READING TEXT:
• • •

Exhaust gas F flows through the inlet 12 of the core assembly 22, which is an opening located at the end cap 30. An entrance diffuser 60 may be attached to the inlet 12 of the core assembly 22. The entrance diffuser 60 may be located at the exterior, the interior or partially to the interior/exterior of the housing assembly 20. The entrance diffuser 60 may have a diffuser inlet 62 that receives the flow of exhaust gas F. The exhaust gas F flows through diffuser inlet 62, through the entrance diffuser 60, through the inlet 12 and through the core assembly 22. An outlet diffuser 64 fluidly connects the core assembly 22 to the outlet 14.

The end cap 32 may have a two-piece assembly, for example having a first adapter 66 and a second adaptor 68, which therebetween receives the outlet diffuser 64. The adapters 66, 68 maintain the core assembly 22 in the floating configuration within the housing assembly 20. A seal 70, such as an O-ring, seals the cooling fluid CF within the second cooling fluid volume 44.

The cooling fluid CF1 flows through the first or high-temperature radiator 16 between the housing assembly 20 and the core assembly 22, and in the case where the tube-and-fin assemblies 24 have a spaced relationship, between the tube-and-fin assemblies. The collar 40 seals the flow of cooling fluid CF within the first or high-temperature radiator 16. At the first radiator inlet 46 of the first or high-temperature radiator 16, the cooling fluid is about 220-degrees Fahrenheit, however other temperatures are contemplated.

• • •

DATA SHOWN:
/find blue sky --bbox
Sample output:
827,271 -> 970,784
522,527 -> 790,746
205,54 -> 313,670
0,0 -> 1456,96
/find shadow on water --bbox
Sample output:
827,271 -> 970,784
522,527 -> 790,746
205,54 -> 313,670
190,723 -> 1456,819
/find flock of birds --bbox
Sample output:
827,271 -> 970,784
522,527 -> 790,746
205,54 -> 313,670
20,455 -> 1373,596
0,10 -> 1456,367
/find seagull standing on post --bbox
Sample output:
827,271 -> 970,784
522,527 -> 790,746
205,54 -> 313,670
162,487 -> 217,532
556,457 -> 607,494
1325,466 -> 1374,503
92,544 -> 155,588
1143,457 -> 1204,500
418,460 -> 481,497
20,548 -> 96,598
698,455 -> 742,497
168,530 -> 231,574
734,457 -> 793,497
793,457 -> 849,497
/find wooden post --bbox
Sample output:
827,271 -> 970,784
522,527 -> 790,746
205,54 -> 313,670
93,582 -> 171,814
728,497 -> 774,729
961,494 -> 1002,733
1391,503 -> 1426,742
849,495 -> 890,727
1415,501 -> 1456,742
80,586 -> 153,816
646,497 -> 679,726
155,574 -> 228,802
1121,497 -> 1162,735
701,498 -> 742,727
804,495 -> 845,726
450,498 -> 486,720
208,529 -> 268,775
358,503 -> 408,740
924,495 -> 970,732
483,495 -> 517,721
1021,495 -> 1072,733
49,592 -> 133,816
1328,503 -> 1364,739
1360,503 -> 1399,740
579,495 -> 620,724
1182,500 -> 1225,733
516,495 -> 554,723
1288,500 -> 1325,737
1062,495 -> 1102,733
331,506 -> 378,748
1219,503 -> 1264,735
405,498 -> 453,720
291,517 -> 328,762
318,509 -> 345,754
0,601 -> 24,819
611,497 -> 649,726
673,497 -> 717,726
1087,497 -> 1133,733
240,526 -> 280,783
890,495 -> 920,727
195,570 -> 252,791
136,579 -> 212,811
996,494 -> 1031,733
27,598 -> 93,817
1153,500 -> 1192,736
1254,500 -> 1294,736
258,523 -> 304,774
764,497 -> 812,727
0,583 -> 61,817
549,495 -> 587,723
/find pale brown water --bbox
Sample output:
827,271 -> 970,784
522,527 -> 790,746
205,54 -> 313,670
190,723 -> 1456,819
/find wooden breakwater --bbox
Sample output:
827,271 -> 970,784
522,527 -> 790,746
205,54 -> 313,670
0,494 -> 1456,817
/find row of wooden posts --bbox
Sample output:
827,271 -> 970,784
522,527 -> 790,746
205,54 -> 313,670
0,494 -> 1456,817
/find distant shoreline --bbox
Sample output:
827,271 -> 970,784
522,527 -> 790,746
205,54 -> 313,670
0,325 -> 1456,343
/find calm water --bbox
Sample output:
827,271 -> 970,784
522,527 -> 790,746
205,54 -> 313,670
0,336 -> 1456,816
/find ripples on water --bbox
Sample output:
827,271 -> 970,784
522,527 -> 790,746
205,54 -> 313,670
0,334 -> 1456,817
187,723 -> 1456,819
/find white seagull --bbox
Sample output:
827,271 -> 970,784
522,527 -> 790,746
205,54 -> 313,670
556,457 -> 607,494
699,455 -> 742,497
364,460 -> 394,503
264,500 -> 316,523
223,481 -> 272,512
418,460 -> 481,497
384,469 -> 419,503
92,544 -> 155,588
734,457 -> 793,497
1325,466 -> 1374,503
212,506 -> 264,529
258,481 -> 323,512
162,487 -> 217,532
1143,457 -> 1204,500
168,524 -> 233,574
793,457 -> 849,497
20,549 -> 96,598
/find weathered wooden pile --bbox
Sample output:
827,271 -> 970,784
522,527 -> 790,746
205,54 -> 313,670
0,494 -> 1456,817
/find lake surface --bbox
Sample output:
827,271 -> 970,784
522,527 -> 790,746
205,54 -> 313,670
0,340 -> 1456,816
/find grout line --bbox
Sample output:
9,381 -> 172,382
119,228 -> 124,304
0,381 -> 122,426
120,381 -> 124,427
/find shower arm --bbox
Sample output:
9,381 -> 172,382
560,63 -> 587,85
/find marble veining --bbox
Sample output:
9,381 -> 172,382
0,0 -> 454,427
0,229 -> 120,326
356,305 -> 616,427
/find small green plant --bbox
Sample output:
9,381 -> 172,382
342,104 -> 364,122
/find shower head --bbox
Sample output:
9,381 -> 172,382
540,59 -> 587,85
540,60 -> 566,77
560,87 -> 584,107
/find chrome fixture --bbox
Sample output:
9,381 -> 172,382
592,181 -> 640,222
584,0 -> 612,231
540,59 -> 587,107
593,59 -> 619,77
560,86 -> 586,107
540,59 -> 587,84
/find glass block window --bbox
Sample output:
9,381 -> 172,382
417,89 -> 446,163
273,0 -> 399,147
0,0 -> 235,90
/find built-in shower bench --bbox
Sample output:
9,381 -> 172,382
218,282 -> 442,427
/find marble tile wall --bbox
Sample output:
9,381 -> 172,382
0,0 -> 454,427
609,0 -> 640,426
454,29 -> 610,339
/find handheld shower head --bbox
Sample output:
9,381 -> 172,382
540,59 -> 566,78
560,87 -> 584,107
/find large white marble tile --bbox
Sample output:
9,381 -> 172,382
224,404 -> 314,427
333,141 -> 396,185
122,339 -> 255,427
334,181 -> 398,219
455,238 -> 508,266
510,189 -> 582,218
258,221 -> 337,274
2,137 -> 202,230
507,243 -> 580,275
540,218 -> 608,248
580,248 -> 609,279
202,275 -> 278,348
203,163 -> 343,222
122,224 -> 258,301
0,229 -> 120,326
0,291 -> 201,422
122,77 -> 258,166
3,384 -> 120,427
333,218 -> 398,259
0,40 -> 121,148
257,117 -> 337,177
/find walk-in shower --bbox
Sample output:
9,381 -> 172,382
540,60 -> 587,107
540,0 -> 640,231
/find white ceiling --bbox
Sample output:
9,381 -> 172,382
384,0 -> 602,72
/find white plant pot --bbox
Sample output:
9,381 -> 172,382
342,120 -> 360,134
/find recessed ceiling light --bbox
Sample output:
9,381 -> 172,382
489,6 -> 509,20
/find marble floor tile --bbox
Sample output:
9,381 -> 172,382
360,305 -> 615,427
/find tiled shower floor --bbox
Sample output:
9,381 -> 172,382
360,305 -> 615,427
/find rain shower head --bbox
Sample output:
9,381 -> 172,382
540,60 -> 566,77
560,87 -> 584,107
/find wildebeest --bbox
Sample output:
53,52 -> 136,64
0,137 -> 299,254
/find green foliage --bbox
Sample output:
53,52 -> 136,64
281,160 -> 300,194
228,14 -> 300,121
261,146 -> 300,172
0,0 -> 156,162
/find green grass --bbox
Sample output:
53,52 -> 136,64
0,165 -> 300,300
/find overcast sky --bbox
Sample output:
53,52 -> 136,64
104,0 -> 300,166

• • •

WHAT YOU NEED TO DO:
1. Answer these questions from the exhaust cooler text.
(a) What does the diffuser inlet 62 receive?
(b) What is named as an example of the seal 70?
(c) What is the temperature of the cooling fluid at the first radiator inlet 46?
2. Pick up the exhaust cooler text after its last sentence and continue it.
The entries are not required for this work.

WRITTEN ANSWERS:
1.
(a) The flow of exhaust gas F.
(b) An O-ring.
(c) About 220 degrees Fahrenheit.

2.
Cooling fluid CF2 flows though the second or low-temperature radiator 18 between the housing assembly 20 and the core assembly 22, and in the case where the tube-and-fin assemblies 24 have a spaced relationship, between the tube-and-fin assemblies. The collar 40 seals the flow of cooling fluid CF within the second or low-temperature radiator 18. At the second radiator inlet 50 of the second or low-temperature radiator 18, the cooling fluid is about 110-degrees Fahrenheit, however other temperatures are contemplated. The second cooling fluid CF2 has a lower temperature than the first cooling fluid CF1.

It is possible that the collar 40 is brazed to the tube-and-fin assemblies 24, the outlet diffuser is brazed to the tube-and fin assemblies, and the end cap 30 is brazed to the tube-and-fin assemblies to form a core assembly 22. The core assembly 22 is received by the adaptors 66, 68 of the end cap 32 as the core assembly is mounted and sealed within the housing assembly 20. The side members 26, 28 are attached to the end caps 30, 32.

It is possible that the EGR cooler 10, including the housing assembly 20 and the core assembly 22, are formed of corrosion resistant alloys that help protect the EGR cooler from the corrosive exhaust gases.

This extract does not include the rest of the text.